Excerpt to read:
::::::::

I would like to present two illustrative practices:

Practice 1: Teacher poses a question: ‘What game do you play in your free time?’ Teacher expects ‘swing‘ as the correct answer. Students’ may come out with multiple responses: ‘rolling and chasing the tyre’, ‘spinning top’, ‘playing snake and ladder’, ‘hide and seek’, chasing, pallangkuzhi…’

Keeping the word ‘swing’ in mind, the teacher goes for the second question: ‘What do you see in the park?’

Once again multiple responses come: ‘Ice cream, children, trees, flowers,’

Practice 2 – Teacher shows a rose and says, ‘This is a rose.’ Students start thinking about several things associated with the rose. Many ideas (mental texts) related to the rose get generated in their minds.  For example, ‘I have seen a rose in a temple.’ Some of them may be thinking about the three roses ads, or may be thinking about other things like, rose milk, rose powder or other flowers and materials in rose colour. The students will reply as per their understanding. The target sentence, ‘This is a rose’ is not registered through this activity in their minds.

We were following practices like the above and couldn’t locate where the problem was. After I attended the Acquiring Competence in English (ACE) programme conducted by Dr. Anandan organized by Azim Premji Foundation I was able to sense the problems involved in the teaching of English and those related to the children’s ways of understanding.

In both the practices mentioned above, students’ ideas are not taken into account for discussion. There will be only one correct answer and once it comes out there is no need for others to think further. There is a gap between what children think and what the teacher thinks about how children think. This will not help us to proceed further for facilitating language acquisition. We will get stuck at some point if we continue practices of this kind.

Here the fundamental understanding of learning is questioned. As humans our minds try to understand new things with our prior experience; new things get accommodated in the minds in addition to the previous experience. 

Every student is unique in their thinking capabilities, so when we pose a question, there will be divergent ideas generated in our classroom environment. When these ideas are taken up, they will have the ownership of those ideas, words/sentences. These ideas can be fruitfully capitalized on for facilitating language acquisition.  We can generate ideas with the help of pictures taken from the text book or from other sources. The interaction that takes place in the class can be streamlined to create descriptions, conversations, narratives and poems.

I would like to reflect on what I experienced in the classes 1 and 3 when I was trying out discourse oriented pedagogy.

Class 1

I drew a part of the car and asked the students, ‘What is this?’ (to identify the figure), one said ‘frog’, another one said, ‘mickey mouse,’ and a third one said, ‘car’. I completed the diagram step by step and asked the question again. All said, ‘car’.

I wrote (under the picture) ‘This is a car’. And I coloured it in red. Then I asked, ‘What is this?’ Students said, ‘red car’.

Now I wrote ‘This is a red car’.

Similarly, I asked the students to draw things around them which they liked and I helped them to write the names of those objects in English.

But we can’t draw the picture of every object and generate sentences in a similar pattern. Instead, we can go with a picture that depicts a few objects and ask questions to elicit ideas related to each object. I was able to work out a few sentences with the picture in the lesson, “A Happy Child”.

                This is a tree. The tree is green.

                This is a house. The house is red.

                This is a girl. The girl is happy.

This discourse method helped the students to understand the concept very clearly and now they are able to speak, read and write about the objects on their own.

::::::::

Data section:
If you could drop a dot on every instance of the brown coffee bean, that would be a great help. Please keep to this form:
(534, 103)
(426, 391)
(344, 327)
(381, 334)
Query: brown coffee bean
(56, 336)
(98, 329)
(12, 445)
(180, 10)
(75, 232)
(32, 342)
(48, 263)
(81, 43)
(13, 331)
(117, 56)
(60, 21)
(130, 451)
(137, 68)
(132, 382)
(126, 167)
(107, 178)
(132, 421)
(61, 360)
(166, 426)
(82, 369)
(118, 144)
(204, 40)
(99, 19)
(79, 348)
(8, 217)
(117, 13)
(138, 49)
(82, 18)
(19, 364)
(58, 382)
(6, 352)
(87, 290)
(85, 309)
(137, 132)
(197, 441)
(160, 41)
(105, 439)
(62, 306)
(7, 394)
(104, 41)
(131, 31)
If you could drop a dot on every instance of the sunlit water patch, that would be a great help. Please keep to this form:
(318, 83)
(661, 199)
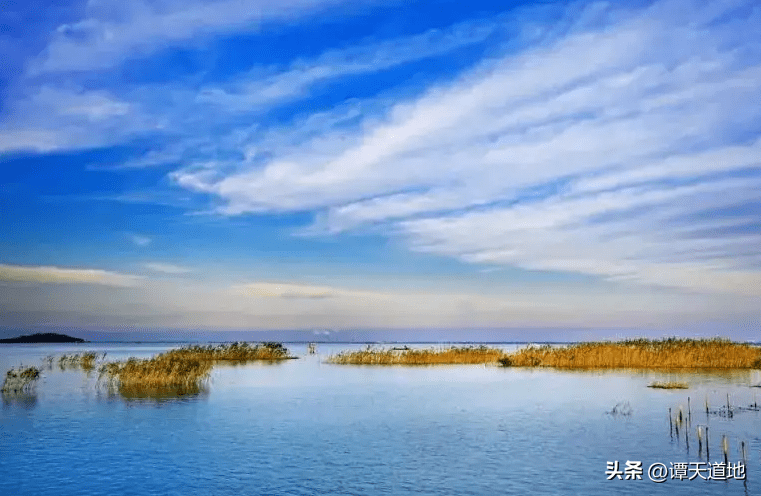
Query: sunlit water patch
(307, 427)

::::::::

Request:
Please answer these questions about the English-teaching reflection above:
(a) In Practice 1, what answer does the teacher expect to the question about free-time games?
(b) Who conducted the Acquiring Competence in English programme, and which organization organized it?
(c) In Class 1, what did the students say when asked "What is this?" after the car was colored?

Correct output:
(a) "Swing."
(b) Dr. Anandan conducted it, and Azim Premji Foundation organized it.
(c) "Red car."